_Your goal_. Reply only with how many lines in these entries hold the string "doorway".

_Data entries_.
• • • • • • •

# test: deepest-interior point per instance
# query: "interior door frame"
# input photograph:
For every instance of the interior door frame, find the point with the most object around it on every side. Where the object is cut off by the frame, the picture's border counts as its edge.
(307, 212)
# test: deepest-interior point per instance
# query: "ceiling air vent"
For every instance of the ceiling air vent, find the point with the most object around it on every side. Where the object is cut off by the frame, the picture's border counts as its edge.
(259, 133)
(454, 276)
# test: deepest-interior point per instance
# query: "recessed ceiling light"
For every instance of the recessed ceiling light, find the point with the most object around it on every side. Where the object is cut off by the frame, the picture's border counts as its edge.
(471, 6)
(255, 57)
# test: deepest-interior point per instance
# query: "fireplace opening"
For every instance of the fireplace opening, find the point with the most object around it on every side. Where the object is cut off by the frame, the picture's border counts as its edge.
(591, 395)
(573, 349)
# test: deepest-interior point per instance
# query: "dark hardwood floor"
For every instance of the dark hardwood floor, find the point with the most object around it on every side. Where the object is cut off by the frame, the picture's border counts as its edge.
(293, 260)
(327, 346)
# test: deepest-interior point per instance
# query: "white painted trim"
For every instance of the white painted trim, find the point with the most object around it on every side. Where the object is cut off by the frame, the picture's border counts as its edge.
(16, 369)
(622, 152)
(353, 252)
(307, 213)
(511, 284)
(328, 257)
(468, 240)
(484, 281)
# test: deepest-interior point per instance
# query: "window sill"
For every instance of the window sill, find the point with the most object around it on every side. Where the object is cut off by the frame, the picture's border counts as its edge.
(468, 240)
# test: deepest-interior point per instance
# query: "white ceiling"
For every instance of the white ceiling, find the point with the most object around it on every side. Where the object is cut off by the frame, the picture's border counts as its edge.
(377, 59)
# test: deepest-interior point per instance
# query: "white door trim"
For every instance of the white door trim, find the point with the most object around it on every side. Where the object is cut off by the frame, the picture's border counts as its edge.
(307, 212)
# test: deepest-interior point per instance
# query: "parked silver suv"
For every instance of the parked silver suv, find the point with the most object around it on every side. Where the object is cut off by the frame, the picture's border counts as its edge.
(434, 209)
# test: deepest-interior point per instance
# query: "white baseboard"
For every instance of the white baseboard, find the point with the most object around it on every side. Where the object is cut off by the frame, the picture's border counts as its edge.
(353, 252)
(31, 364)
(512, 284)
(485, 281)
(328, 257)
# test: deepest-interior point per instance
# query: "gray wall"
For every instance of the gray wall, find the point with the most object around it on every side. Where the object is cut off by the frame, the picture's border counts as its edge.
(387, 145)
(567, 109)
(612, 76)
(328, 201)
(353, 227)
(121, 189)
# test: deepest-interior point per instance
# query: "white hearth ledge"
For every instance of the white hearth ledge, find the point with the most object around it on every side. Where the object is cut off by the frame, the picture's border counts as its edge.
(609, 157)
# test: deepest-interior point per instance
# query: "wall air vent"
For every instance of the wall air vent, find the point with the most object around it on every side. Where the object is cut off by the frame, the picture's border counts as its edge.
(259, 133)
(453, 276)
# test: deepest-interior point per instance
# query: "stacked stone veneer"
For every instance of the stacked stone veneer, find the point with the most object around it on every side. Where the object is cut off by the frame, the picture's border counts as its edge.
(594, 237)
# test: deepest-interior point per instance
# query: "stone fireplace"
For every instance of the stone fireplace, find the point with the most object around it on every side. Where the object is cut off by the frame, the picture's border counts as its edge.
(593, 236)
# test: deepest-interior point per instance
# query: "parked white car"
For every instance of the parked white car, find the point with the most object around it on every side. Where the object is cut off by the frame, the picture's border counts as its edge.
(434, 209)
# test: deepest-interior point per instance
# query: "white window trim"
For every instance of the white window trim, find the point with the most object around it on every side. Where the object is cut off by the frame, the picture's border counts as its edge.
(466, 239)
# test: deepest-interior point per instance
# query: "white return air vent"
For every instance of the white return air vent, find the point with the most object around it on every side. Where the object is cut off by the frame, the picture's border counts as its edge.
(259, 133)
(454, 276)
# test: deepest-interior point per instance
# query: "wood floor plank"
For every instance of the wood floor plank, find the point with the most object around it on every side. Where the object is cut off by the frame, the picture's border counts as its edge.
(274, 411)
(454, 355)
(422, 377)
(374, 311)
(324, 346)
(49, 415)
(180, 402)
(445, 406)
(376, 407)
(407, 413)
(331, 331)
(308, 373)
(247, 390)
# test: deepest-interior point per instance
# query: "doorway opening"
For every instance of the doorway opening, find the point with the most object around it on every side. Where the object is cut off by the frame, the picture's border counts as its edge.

• • • • • • •

_Output for this task_. 2